THE RECORDS:
=====

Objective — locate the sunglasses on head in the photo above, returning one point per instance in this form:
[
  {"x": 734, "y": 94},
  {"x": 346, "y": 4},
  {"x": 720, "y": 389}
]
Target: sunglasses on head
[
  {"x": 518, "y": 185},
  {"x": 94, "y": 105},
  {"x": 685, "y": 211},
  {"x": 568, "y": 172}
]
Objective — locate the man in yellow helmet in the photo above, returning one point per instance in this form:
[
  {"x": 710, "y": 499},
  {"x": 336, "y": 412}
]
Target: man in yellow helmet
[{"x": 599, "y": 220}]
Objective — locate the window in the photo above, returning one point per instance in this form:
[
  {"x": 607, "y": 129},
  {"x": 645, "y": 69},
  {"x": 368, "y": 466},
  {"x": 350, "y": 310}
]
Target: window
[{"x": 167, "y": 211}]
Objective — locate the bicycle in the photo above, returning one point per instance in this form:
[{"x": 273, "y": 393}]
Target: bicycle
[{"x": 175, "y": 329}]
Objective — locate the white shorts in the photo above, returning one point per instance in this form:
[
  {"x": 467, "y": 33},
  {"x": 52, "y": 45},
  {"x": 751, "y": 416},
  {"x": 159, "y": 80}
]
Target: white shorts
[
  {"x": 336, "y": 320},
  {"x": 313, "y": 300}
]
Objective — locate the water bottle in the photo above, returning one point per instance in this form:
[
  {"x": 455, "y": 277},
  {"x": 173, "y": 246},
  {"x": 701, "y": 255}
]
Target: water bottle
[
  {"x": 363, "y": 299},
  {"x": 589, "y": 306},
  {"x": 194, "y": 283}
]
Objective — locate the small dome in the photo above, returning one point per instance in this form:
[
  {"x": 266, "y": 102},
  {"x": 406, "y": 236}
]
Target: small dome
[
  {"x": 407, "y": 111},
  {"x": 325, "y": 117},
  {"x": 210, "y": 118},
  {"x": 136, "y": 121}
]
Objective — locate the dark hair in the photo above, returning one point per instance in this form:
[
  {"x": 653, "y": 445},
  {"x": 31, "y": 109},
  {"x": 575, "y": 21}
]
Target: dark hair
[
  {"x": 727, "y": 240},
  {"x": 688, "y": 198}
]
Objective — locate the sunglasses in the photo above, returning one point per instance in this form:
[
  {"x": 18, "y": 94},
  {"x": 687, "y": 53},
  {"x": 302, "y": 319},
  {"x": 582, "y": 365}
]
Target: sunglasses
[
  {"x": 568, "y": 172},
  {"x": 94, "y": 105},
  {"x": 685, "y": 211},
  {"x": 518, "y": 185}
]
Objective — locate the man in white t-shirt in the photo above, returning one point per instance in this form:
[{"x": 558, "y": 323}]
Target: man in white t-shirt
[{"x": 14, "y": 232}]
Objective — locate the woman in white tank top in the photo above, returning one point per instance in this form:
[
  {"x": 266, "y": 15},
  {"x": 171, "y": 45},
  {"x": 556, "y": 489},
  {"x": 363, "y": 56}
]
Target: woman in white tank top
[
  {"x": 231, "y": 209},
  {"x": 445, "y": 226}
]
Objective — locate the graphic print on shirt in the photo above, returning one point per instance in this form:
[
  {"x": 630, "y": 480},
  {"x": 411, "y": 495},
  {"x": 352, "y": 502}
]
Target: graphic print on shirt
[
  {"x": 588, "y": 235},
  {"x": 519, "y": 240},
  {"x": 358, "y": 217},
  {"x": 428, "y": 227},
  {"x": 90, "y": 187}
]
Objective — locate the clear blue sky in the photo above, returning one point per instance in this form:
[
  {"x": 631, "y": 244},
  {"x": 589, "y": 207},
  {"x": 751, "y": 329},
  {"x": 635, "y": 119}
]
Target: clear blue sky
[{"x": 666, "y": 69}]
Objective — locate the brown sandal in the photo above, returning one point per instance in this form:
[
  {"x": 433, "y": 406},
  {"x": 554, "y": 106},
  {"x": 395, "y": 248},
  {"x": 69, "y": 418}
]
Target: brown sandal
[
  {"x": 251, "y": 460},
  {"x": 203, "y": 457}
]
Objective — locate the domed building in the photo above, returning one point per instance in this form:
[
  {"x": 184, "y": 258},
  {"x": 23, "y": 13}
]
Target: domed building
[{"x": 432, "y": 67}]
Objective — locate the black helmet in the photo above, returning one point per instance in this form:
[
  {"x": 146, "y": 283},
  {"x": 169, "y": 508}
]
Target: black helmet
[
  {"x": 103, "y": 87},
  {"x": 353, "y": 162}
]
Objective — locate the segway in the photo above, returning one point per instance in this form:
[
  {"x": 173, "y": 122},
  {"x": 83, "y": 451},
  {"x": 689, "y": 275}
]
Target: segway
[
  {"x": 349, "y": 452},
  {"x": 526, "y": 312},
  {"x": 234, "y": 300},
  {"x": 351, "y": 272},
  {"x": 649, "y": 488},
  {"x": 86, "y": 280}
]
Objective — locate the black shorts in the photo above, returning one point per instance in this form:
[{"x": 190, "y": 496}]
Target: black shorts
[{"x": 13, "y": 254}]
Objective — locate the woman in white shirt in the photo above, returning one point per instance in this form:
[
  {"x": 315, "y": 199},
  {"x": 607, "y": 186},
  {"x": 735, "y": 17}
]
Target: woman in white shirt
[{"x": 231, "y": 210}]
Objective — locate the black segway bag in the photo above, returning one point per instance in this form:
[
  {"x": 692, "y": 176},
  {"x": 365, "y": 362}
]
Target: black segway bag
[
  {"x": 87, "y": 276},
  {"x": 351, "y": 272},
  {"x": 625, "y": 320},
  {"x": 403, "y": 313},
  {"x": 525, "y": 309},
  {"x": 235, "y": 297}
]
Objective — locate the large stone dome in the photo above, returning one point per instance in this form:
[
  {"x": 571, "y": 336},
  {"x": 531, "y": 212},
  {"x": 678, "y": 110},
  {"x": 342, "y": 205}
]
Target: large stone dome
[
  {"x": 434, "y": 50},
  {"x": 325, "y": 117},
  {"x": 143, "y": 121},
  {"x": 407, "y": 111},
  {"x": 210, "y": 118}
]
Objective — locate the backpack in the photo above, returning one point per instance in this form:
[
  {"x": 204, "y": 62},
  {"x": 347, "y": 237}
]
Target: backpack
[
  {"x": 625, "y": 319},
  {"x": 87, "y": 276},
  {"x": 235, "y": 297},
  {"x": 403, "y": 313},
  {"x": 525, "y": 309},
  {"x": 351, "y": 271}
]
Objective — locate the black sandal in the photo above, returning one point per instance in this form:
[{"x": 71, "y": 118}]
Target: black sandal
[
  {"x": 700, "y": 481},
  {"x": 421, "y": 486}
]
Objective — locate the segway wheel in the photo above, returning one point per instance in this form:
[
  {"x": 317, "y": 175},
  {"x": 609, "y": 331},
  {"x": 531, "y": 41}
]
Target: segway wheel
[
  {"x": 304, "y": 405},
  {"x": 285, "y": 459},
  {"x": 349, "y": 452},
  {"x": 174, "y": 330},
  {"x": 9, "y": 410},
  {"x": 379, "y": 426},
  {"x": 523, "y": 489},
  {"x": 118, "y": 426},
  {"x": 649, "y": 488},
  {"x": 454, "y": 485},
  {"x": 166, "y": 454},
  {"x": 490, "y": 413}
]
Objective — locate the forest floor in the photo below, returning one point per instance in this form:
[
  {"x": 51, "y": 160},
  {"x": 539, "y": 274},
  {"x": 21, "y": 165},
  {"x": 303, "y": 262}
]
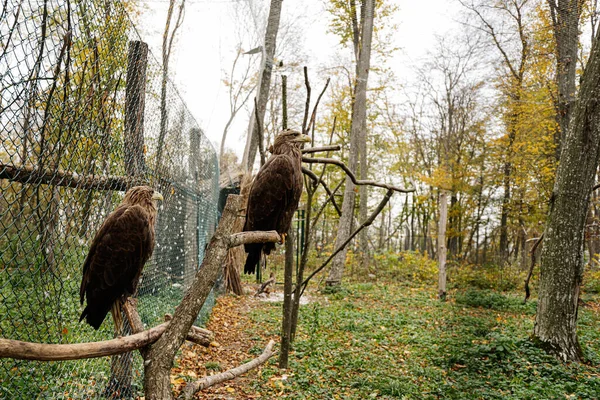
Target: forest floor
[{"x": 376, "y": 340}]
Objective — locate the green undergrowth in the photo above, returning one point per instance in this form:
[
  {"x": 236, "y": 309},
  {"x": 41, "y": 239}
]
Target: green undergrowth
[{"x": 395, "y": 341}]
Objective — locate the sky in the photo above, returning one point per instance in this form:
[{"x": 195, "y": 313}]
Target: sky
[{"x": 205, "y": 46}]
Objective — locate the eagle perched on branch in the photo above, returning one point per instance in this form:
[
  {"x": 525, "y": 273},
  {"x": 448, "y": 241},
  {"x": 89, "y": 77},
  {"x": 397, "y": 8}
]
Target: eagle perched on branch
[
  {"x": 275, "y": 193},
  {"x": 112, "y": 268}
]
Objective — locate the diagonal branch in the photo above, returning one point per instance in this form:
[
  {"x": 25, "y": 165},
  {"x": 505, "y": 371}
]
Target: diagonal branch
[
  {"x": 334, "y": 147},
  {"x": 208, "y": 381},
  {"x": 316, "y": 180},
  {"x": 353, "y": 178},
  {"x": 367, "y": 222}
]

=====

GIVEN TASK: Could you scale the lines starting at the one that contains "Objective — locate the sky" and ending with the last line, rewriting each of them in full? Multiply every answer coordinate by 1.2 and round it to a whole number, with halves rounding up, and leave all other numbers unchanged.

EXERCISE ANSWER:
Objective — locate the sky in the photo above, returning one point per instance in this form:
[{"x": 195, "y": 313}]
Target: sky
[{"x": 246, "y": 55}]
Objective — locate the eagle perched on branch in the photo above, returning one point per instance in this form:
[
  {"x": 525, "y": 273},
  {"x": 448, "y": 241},
  {"x": 89, "y": 77},
  {"x": 397, "y": 8}
]
Target: eagle perched on branch
[
  {"x": 330, "y": 232},
  {"x": 134, "y": 322}
]
Objective — locate the diagonal branch in the photo above, returning one point per instance in this form:
[
  {"x": 25, "y": 165},
  {"x": 505, "y": 371}
]
Target: diagonal branch
[
  {"x": 401, "y": 176},
  {"x": 250, "y": 457},
  {"x": 379, "y": 216},
  {"x": 424, "y": 214},
  {"x": 440, "y": 266}
]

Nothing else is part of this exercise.